- [Письменное задание 1]: Перепечатайте без изменений фрагмент текста о пожаре в мастерской Вазарелли, который начинается словами "Так или иначе, но" и заканчивается словами "защиту его наследия?".
- [Письменное задание 2]: В каком городе, согласно тексту о пожаре в мастерской Вазарелли, сожгли его мастерскую?

Как уберечься от пожара
В Париже сожгли мастерскую Вазарелли. Музея там не было, картин, кажется, тоже, так что искусство в его материальном выражении не пострадало. Вазарелли — создатель ярких узоров, втиснутых в формат картины, виртуоз просчитанных иллюзий, настолько же красочный, насколько пустой. Огня в его работах не было, однако хватало геометрии. Мы все любили Вазарелли. Во всяком случае, в конце 1980-х — в начале 1990 х,когда среди серого однообразного хаоса все предсказуемое казалось откровением. Потом — забылось. Любой город иногда должен гореть. Это часть его сущности, приступы урбанистической лихорадки, без которой невозможен ни один учебник по истории. Нынешние города горят не так охотно и всеобъемлюще, как когда-то. Да это и неудивительно — ведь, как известно, история, как процесс в тех же 1990-х закончилась, и лишние катаклизмы никому не нужны.
Так или иначе, но пожар в мастерской подзабытого венгерского абстракциониста прошел абсолютно незаметно. Короткое сообщение в лентах информагенств, и больше никакой реакции. Горькое отчаяние терзает сердце: почему же мы, которые любовались спецэффектами этого знаменитого венгра, не встали на защиту его наследия?
Вот если бы народные поджигатели из предместий добрались до Лувра... Вот это было бы возмущение. Но не добрались. Да и Лувр — не мастерская. Не сгорел — и хорошо. Мы не о Лувре, мы об опаленном Вазарелли.
На самом деле он был нам как родной. Ведь своей расчерченностью, скучной предсказуемостью похож на наш многоэтажный, монотонный быт. Но в то же время был он достаточно ярким, чтобы выглядеть среди той совковой кубатуры настоящей экзотикой. Такая себе узнаваемая, а потому комфортная, диковинка.
Понятно, почему французские парни жгут пригороды. Стоит только присмотреться к ландшафтам того места, где это происходит, ко всем этим окраинам роскошной галльской столицы. Все до боли знакомое: все та же неумолимая механика спальных районов, те же безнадежные перпендикуляры многоэтажек для бедных. Ребятам не хватает денег? Юноши не настроены работать? Как бы не так! Просто они делают то, чего не смогла или не захотела сделать страна, где они живут: украшают это убогое пространство яркими красками. Жгут напыщенные, самоуверенные — как с картинок Вазарелли — автомобили, создавая собственное искусство, поражая прохожих и полицию — эту самую лучшую в мире аудиторию — своими одномоментными, жгучими шедеврами. И это, кажется, единственное заметное, почти творческое деяние, которое могут совершить беспутные художники гетто...

- [Представленные данные]:

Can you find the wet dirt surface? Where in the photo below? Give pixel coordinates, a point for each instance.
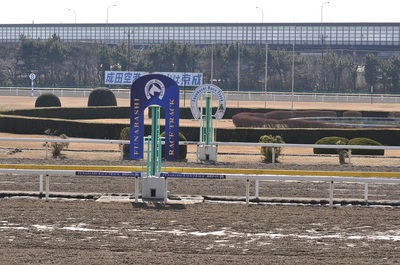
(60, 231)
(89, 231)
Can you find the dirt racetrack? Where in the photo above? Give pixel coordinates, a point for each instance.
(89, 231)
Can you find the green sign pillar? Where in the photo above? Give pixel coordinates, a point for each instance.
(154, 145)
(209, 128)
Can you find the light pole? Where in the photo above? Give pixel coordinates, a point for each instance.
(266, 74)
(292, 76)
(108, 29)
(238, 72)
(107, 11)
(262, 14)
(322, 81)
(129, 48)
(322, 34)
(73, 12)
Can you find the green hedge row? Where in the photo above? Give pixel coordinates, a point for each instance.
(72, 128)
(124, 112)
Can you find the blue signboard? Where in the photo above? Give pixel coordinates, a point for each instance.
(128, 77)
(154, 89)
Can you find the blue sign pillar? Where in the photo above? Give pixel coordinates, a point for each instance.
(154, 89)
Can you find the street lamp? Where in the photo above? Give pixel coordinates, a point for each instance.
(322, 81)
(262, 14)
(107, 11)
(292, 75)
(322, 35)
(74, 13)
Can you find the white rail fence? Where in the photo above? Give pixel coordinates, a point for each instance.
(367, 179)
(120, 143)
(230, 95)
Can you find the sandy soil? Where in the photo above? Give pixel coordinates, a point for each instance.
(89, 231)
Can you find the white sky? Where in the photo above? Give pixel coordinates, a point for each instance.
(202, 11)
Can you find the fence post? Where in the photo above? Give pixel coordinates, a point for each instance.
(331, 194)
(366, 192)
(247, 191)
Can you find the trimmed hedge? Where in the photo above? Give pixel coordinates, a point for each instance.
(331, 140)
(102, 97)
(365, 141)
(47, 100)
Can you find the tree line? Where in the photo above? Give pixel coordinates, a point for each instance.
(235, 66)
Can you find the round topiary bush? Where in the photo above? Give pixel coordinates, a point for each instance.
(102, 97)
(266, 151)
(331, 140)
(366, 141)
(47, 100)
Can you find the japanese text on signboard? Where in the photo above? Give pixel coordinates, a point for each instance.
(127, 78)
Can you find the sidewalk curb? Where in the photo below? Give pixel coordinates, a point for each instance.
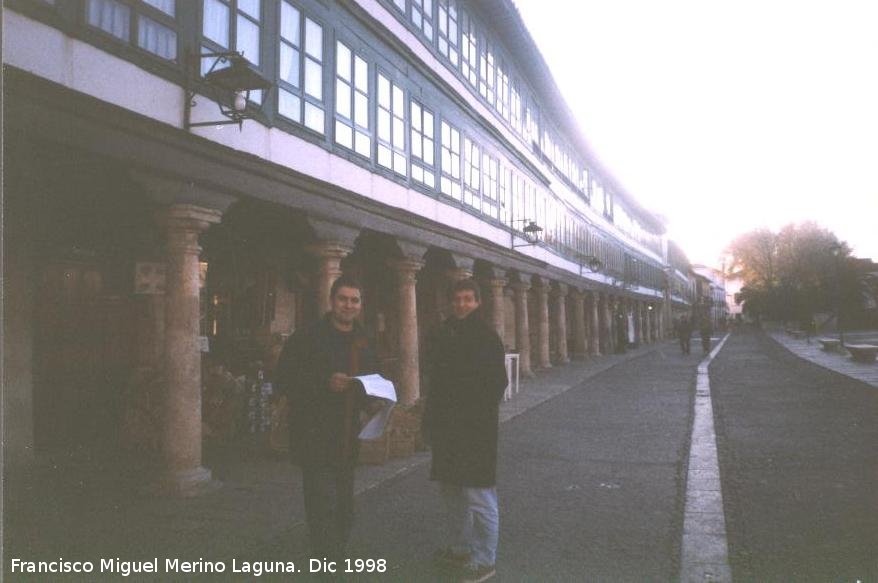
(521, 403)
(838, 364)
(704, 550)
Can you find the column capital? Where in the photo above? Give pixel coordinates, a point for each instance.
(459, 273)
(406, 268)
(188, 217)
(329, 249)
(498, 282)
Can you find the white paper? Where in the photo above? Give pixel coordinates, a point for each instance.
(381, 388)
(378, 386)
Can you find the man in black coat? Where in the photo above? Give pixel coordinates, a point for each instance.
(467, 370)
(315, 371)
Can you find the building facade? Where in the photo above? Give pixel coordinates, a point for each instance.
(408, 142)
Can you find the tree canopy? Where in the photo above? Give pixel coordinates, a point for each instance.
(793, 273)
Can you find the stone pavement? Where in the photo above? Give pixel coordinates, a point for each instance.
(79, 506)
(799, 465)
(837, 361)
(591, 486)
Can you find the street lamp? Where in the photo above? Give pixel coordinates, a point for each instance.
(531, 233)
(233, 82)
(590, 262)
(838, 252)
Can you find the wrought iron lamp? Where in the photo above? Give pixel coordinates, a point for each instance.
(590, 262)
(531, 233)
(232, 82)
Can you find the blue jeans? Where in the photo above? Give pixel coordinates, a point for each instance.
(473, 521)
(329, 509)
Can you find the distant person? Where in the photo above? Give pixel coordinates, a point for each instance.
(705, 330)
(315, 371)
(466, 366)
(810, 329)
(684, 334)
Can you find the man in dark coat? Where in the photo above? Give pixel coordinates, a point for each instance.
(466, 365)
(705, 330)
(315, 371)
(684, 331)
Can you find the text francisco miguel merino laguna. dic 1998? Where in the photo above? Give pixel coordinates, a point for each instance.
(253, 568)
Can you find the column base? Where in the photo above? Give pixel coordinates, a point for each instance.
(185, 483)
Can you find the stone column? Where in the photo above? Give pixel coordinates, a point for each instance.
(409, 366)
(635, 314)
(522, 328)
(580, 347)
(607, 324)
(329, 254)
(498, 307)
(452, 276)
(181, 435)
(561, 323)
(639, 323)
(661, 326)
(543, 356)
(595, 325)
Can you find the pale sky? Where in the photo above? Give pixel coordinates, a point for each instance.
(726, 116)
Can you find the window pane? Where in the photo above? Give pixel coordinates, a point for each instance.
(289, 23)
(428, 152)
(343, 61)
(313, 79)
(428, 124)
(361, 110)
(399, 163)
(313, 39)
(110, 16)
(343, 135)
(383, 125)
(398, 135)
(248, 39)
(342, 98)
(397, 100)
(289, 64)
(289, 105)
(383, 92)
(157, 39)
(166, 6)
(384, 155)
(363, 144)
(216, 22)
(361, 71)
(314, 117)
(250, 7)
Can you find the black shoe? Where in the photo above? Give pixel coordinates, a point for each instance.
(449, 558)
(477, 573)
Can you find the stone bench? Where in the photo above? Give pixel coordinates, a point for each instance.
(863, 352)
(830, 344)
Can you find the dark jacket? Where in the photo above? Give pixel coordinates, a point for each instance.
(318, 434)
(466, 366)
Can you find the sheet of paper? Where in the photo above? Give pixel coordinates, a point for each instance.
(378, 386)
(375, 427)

* * *

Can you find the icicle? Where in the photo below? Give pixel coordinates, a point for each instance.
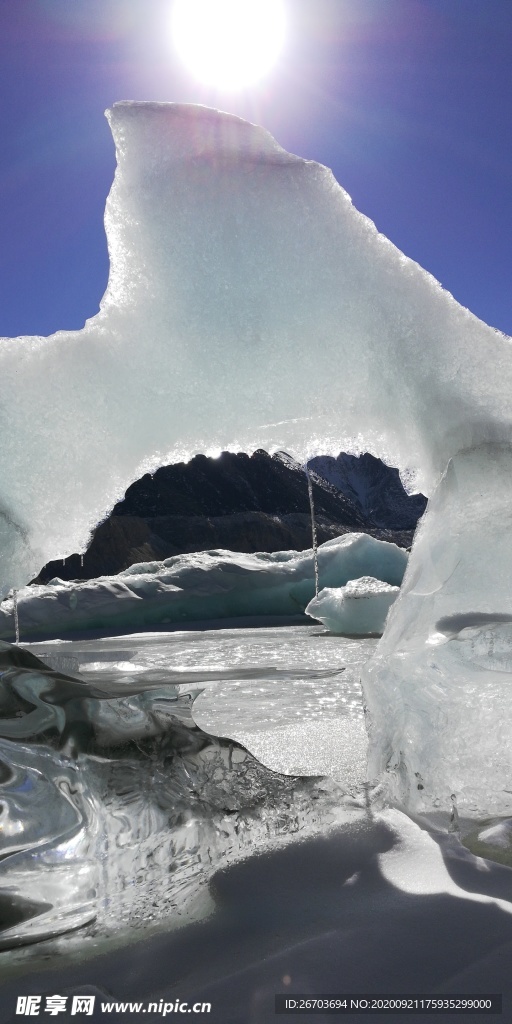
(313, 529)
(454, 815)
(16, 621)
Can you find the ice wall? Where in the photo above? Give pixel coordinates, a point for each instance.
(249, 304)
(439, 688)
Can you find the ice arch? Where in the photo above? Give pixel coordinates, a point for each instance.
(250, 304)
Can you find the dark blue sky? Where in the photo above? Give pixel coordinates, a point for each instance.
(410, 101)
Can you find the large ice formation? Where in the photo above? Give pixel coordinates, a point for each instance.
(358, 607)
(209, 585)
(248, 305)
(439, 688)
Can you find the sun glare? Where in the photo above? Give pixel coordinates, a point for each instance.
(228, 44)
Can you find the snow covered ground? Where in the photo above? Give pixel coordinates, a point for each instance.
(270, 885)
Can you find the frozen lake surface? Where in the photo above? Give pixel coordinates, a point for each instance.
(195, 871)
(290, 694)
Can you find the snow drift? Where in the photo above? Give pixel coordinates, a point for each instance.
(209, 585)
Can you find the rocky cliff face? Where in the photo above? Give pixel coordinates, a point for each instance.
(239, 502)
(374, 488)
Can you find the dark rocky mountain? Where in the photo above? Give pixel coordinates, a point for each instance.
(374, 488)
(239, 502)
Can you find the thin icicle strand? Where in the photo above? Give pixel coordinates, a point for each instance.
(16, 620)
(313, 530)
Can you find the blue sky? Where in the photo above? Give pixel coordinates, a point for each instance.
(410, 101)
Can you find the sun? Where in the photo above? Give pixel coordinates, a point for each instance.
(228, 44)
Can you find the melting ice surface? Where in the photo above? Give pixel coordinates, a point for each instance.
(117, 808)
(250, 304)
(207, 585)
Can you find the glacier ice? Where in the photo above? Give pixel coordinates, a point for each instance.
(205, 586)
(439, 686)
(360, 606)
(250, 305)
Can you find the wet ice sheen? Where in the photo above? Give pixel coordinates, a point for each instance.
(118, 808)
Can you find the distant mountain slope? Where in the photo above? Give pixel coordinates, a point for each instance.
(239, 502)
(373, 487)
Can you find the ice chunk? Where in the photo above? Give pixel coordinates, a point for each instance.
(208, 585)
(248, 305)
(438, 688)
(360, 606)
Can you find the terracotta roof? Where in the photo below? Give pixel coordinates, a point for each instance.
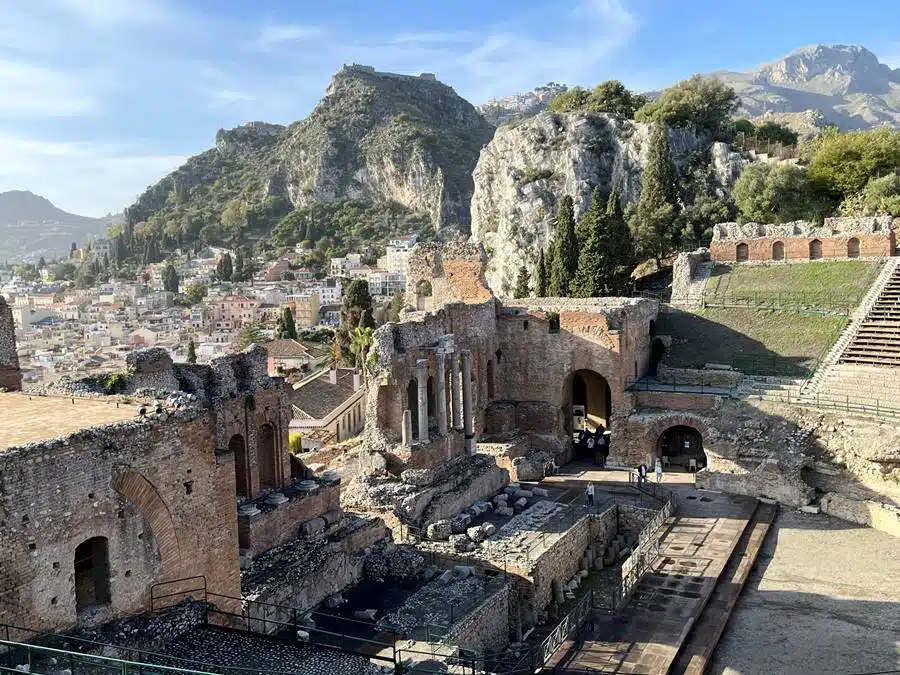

- [Письменный ответ 1]:
Так или иначе, но пожар в мастерской подзабытого венгерского абстракциониста прошел абсолютно незаметно. Короткое сообщение в лентах информагенств, и больше никакой реакции. Горькое отчаяние терзает сердце: почему же мы, которые любовались спецэффектами этого знаменитого венгра, не встали на защиту его наследия?

- [Письменный ответ 2]: В Париже.